• Set task: In the material below, copy out everything from the line containing "Where can the wrist" down to the line containing "[[348, 613], [699, 532]]", including both of those lines.

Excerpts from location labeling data
───

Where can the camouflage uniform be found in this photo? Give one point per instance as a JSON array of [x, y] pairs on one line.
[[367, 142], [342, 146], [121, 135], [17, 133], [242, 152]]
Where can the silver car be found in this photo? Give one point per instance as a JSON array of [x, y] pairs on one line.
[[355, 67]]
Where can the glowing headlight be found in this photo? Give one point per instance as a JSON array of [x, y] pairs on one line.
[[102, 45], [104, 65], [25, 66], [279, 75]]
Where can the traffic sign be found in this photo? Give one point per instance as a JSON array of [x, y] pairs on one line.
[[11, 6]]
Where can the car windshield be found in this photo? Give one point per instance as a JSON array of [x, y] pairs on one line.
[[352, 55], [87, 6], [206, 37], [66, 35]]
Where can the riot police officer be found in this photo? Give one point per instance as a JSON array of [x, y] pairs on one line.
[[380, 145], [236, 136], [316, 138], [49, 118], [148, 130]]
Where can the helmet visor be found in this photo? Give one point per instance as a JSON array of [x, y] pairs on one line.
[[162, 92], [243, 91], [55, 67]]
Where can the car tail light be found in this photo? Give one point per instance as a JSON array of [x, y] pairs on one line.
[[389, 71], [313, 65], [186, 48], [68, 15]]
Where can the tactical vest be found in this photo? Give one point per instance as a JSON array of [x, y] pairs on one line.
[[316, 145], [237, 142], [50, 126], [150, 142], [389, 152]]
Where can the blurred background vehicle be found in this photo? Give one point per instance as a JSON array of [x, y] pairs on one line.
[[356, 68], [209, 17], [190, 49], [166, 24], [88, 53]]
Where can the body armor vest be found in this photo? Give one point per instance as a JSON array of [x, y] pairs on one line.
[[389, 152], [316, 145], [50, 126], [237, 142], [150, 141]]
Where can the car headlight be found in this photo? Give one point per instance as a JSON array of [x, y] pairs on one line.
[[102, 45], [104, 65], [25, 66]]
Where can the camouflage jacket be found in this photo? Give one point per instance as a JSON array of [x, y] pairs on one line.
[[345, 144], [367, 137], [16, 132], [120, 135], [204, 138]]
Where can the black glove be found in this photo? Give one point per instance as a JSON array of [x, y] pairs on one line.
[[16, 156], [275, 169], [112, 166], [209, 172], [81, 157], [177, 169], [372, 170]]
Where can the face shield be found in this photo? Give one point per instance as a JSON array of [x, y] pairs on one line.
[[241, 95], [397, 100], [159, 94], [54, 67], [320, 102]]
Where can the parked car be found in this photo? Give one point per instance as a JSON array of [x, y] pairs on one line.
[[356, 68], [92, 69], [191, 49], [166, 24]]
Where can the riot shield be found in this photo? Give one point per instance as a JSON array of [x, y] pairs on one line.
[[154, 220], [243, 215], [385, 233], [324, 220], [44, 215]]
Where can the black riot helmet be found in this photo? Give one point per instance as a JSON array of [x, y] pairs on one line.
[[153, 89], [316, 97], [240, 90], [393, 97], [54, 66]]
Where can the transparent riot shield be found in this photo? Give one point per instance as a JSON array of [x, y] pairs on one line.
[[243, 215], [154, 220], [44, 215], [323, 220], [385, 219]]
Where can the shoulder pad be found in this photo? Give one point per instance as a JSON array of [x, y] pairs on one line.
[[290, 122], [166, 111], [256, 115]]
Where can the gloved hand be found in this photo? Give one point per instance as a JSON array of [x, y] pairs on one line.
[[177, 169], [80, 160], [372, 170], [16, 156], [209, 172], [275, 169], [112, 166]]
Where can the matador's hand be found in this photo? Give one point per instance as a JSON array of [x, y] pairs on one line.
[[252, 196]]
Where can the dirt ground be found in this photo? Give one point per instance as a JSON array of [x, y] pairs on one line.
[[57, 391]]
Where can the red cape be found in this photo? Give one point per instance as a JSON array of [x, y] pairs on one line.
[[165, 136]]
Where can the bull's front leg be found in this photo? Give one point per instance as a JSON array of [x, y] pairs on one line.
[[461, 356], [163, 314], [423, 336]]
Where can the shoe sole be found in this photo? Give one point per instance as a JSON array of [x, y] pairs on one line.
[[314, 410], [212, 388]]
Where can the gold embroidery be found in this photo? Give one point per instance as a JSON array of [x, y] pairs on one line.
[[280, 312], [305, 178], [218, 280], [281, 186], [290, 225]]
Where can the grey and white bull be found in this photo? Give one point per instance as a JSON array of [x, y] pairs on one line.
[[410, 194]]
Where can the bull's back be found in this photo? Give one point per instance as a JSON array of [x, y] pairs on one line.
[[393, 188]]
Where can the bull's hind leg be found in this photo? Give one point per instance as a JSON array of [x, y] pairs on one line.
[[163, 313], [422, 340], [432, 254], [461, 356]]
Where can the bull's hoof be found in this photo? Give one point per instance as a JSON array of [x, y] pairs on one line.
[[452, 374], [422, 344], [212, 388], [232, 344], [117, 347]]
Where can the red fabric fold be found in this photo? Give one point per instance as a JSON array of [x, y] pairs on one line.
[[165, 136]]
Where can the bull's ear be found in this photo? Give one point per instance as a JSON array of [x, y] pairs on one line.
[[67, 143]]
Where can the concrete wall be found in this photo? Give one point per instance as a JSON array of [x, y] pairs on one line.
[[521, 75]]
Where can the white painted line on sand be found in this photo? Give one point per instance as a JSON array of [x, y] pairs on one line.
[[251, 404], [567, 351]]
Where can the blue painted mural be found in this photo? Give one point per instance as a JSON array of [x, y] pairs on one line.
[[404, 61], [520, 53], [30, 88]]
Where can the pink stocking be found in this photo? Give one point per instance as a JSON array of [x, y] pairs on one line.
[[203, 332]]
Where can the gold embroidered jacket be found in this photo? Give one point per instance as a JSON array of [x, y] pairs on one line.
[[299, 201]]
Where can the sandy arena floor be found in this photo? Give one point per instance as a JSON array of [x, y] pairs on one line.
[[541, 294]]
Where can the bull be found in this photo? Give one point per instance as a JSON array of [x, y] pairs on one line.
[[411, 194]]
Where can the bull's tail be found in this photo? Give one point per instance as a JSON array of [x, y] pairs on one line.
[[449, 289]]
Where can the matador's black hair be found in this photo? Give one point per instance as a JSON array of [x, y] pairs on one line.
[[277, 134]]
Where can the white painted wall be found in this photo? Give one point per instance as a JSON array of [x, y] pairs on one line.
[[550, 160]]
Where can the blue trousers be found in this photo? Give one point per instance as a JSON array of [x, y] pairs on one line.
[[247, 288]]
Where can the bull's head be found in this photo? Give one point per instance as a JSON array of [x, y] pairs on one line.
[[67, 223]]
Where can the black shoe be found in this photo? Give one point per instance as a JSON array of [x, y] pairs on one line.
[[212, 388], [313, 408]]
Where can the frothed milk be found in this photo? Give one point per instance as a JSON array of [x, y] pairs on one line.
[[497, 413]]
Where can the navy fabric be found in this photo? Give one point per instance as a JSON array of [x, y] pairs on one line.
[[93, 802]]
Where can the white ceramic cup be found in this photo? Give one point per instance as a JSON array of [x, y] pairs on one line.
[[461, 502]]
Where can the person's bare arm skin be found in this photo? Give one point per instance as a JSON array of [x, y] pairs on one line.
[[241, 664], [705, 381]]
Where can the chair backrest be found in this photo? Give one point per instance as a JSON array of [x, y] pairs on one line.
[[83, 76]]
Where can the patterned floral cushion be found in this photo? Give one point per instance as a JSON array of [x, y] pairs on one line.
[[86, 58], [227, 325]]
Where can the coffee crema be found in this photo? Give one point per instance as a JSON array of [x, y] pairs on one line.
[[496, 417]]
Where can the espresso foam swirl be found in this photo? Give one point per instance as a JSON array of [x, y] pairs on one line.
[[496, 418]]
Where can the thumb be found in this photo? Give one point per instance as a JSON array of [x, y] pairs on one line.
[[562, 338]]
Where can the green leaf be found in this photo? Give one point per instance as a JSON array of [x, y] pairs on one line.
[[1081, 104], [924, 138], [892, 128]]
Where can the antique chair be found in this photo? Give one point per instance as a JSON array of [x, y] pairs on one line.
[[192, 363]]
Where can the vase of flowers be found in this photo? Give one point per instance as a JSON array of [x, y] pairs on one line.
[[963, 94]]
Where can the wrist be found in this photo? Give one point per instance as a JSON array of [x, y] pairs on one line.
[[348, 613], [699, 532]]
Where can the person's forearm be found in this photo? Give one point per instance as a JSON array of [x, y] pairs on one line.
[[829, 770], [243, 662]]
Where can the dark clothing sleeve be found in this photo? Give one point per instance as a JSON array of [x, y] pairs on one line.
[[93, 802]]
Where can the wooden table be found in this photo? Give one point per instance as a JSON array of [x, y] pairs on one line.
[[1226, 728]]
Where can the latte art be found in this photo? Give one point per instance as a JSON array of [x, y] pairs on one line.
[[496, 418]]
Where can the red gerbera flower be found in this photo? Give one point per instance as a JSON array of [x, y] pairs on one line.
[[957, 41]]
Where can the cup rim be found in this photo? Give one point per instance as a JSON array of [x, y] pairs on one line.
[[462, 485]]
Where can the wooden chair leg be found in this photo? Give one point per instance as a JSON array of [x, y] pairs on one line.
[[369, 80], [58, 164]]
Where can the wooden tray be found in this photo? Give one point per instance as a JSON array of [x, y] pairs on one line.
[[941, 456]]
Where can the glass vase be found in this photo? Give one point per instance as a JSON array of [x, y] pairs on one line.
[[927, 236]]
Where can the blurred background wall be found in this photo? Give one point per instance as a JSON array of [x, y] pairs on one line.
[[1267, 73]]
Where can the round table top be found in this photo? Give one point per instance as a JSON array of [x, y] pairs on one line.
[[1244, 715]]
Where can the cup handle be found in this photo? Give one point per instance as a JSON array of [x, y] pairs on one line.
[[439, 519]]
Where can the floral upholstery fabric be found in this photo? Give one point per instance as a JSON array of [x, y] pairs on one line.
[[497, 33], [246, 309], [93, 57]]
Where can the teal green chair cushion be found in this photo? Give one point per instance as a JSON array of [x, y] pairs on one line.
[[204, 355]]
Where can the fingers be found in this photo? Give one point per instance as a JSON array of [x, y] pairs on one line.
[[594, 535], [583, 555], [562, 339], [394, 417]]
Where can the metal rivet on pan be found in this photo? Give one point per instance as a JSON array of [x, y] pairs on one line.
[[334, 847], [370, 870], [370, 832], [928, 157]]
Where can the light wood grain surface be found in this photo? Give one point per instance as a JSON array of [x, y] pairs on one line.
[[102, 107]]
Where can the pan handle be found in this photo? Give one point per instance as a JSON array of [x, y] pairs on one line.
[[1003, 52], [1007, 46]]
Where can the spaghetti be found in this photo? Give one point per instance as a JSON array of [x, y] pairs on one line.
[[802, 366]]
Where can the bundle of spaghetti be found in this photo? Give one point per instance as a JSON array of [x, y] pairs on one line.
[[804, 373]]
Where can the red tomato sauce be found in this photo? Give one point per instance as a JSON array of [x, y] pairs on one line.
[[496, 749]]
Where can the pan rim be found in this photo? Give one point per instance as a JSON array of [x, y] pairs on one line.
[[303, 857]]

───

• The response:
Where can the wrist be found in this photo? Give one point per instance as a JSON array of [x, y] pairs on one line.
[[348, 613], [699, 532]]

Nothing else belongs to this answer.